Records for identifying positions
***

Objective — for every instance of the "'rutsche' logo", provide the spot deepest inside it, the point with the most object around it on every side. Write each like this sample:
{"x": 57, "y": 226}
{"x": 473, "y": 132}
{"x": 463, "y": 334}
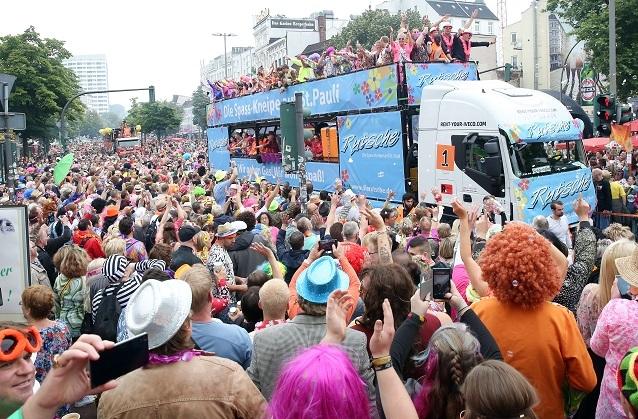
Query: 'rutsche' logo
{"x": 387, "y": 139}
{"x": 546, "y": 194}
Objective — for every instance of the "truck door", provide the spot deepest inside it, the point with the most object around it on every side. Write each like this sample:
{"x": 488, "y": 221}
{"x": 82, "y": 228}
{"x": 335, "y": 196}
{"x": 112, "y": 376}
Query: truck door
{"x": 479, "y": 159}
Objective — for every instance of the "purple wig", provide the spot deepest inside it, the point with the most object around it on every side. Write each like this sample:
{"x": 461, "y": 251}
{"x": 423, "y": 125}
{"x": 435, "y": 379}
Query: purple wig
{"x": 319, "y": 383}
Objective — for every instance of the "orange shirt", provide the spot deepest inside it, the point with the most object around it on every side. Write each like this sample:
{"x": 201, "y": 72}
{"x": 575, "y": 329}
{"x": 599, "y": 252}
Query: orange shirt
{"x": 353, "y": 288}
{"x": 543, "y": 344}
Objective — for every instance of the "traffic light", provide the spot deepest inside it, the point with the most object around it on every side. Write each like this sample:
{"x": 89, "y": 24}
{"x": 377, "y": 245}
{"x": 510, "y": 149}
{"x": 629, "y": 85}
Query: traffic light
{"x": 507, "y": 72}
{"x": 626, "y": 114}
{"x": 604, "y": 114}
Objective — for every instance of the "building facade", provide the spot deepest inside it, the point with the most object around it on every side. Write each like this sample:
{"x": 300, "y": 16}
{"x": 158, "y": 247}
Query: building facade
{"x": 92, "y": 73}
{"x": 484, "y": 28}
{"x": 277, "y": 37}
{"x": 539, "y": 45}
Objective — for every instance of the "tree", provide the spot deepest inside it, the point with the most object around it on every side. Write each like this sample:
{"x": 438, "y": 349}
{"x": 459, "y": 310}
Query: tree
{"x": 590, "y": 20}
{"x": 111, "y": 119}
{"x": 90, "y": 124}
{"x": 200, "y": 101}
{"x": 43, "y": 84}
{"x": 371, "y": 25}
{"x": 158, "y": 117}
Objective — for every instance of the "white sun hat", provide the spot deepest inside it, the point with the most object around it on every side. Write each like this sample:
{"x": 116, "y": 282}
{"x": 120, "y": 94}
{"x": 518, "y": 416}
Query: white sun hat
{"x": 158, "y": 308}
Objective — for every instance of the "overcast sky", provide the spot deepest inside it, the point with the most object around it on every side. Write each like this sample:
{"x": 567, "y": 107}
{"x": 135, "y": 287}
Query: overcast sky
{"x": 159, "y": 42}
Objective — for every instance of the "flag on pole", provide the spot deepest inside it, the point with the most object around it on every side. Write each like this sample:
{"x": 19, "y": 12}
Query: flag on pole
{"x": 622, "y": 135}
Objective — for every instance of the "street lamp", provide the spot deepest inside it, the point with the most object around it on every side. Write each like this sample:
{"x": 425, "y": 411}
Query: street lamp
{"x": 225, "y": 35}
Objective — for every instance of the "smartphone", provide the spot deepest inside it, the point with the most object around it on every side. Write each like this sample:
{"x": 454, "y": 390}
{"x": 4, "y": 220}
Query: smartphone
{"x": 441, "y": 282}
{"x": 326, "y": 244}
{"x": 623, "y": 286}
{"x": 121, "y": 359}
{"x": 426, "y": 285}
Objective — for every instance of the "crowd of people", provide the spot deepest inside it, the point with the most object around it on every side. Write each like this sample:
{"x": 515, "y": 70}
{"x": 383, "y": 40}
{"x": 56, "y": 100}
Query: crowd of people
{"x": 422, "y": 45}
{"x": 258, "y": 305}
{"x": 614, "y": 172}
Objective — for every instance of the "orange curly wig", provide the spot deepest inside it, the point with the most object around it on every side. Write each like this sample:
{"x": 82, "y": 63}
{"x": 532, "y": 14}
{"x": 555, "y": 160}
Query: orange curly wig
{"x": 518, "y": 267}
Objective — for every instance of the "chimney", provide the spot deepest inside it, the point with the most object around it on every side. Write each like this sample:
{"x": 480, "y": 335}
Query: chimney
{"x": 321, "y": 22}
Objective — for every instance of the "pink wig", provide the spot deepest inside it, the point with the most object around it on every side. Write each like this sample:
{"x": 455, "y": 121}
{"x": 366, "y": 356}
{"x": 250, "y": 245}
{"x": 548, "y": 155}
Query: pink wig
{"x": 319, "y": 383}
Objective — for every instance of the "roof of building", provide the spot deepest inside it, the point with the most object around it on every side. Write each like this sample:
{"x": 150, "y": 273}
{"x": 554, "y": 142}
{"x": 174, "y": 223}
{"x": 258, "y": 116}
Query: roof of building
{"x": 318, "y": 47}
{"x": 461, "y": 9}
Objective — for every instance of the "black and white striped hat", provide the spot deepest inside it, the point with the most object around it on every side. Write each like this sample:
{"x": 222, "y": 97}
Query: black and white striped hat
{"x": 114, "y": 267}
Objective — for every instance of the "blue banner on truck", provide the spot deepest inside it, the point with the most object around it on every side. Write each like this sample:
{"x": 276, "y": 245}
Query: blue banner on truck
{"x": 365, "y": 89}
{"x": 419, "y": 75}
{"x": 371, "y": 153}
{"x": 218, "y": 154}
{"x": 533, "y": 196}
{"x": 322, "y": 175}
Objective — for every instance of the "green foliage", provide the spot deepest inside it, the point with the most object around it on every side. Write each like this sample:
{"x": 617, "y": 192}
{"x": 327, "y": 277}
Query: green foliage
{"x": 110, "y": 120}
{"x": 200, "y": 101}
{"x": 371, "y": 25}
{"x": 590, "y": 19}
{"x": 43, "y": 84}
{"x": 90, "y": 124}
{"x": 158, "y": 117}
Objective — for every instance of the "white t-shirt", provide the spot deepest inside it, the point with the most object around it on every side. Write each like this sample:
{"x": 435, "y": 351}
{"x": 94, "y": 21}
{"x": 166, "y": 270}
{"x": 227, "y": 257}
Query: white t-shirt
{"x": 560, "y": 227}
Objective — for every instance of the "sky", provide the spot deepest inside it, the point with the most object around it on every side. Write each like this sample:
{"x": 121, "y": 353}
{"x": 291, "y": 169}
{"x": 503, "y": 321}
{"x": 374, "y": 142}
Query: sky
{"x": 163, "y": 43}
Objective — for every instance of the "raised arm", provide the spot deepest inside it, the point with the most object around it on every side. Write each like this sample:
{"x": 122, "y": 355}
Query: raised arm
{"x": 472, "y": 268}
{"x": 469, "y": 22}
{"x": 395, "y": 399}
{"x": 384, "y": 247}
{"x": 334, "y": 201}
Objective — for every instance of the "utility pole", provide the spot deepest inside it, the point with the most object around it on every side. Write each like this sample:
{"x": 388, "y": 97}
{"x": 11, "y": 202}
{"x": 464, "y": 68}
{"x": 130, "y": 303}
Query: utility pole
{"x": 612, "y": 47}
{"x": 225, "y": 35}
{"x": 535, "y": 46}
{"x": 8, "y": 157}
{"x": 303, "y": 190}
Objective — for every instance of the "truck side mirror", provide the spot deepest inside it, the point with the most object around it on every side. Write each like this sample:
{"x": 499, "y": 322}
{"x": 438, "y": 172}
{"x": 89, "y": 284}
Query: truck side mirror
{"x": 470, "y": 138}
{"x": 491, "y": 148}
{"x": 494, "y": 166}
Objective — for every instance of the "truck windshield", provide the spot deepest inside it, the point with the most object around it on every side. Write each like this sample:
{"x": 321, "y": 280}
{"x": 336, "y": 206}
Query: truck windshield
{"x": 535, "y": 159}
{"x": 128, "y": 142}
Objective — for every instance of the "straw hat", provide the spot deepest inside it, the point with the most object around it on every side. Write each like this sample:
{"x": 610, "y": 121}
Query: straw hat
{"x": 229, "y": 229}
{"x": 628, "y": 268}
{"x": 220, "y": 175}
{"x": 158, "y": 309}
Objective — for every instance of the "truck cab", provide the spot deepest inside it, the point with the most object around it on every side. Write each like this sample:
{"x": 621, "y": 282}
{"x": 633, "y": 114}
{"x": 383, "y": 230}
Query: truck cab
{"x": 480, "y": 138}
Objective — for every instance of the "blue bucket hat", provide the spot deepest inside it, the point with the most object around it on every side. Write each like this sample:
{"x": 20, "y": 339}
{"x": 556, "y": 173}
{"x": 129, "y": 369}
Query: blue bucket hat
{"x": 321, "y": 278}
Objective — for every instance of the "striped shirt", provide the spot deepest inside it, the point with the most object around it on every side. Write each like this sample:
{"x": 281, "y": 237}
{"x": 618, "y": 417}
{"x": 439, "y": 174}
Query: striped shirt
{"x": 127, "y": 288}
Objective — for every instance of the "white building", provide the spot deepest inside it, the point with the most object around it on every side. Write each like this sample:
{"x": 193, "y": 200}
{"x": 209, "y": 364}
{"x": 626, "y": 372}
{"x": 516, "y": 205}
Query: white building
{"x": 538, "y": 44}
{"x": 92, "y": 73}
{"x": 186, "y": 104}
{"x": 485, "y": 26}
{"x": 239, "y": 61}
{"x": 276, "y": 38}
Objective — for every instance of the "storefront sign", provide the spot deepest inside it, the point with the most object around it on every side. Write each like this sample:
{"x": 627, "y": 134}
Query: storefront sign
{"x": 15, "y": 273}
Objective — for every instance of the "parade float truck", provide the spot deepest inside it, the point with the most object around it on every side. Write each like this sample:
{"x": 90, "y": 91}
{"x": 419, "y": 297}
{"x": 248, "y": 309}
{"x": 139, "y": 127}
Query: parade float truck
{"x": 483, "y": 138}
{"x": 416, "y": 127}
{"x": 124, "y": 140}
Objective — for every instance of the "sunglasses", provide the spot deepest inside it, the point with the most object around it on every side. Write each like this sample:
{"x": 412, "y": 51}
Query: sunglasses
{"x": 14, "y": 342}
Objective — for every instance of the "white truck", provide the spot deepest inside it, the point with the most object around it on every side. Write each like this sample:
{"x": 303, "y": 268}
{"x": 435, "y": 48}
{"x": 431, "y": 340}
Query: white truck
{"x": 480, "y": 138}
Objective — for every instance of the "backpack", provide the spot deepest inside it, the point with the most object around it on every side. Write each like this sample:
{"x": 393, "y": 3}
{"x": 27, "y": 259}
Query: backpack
{"x": 107, "y": 316}
{"x": 150, "y": 233}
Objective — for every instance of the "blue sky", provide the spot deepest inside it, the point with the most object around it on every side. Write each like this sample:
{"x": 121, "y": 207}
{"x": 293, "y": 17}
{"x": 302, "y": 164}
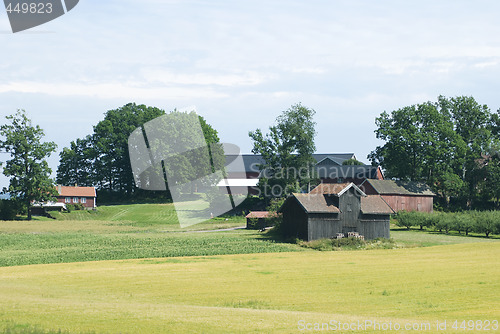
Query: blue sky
{"x": 240, "y": 63}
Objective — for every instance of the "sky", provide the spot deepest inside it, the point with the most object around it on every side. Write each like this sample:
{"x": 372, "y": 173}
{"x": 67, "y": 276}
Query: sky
{"x": 239, "y": 64}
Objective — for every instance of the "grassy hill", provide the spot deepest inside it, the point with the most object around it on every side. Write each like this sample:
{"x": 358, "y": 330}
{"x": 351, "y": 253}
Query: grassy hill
{"x": 257, "y": 293}
{"x": 132, "y": 269}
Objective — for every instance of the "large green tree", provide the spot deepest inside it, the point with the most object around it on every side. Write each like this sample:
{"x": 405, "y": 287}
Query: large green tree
{"x": 287, "y": 151}
{"x": 102, "y": 159}
{"x": 27, "y": 169}
{"x": 438, "y": 143}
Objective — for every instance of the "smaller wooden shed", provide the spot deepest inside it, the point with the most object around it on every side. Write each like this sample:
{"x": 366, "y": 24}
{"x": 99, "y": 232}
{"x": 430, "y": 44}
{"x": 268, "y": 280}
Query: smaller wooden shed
{"x": 331, "y": 209}
{"x": 257, "y": 220}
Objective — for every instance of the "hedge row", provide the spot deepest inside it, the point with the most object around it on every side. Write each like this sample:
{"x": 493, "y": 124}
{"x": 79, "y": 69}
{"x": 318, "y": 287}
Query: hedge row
{"x": 487, "y": 222}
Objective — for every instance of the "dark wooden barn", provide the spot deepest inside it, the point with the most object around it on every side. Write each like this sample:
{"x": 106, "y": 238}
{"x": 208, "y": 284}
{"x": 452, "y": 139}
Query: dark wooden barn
{"x": 334, "y": 208}
{"x": 401, "y": 195}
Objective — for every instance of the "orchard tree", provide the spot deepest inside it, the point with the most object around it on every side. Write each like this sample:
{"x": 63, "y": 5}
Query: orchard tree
{"x": 287, "y": 151}
{"x": 27, "y": 169}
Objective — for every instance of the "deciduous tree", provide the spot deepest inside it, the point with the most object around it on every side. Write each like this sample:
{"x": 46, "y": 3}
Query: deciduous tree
{"x": 287, "y": 151}
{"x": 27, "y": 169}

***

PROBLEM DESCRIPTION
State how many lines of the records above contain the string "wooden", treating uppercase and lowercase letters as different. Give only the number.

REPLY
4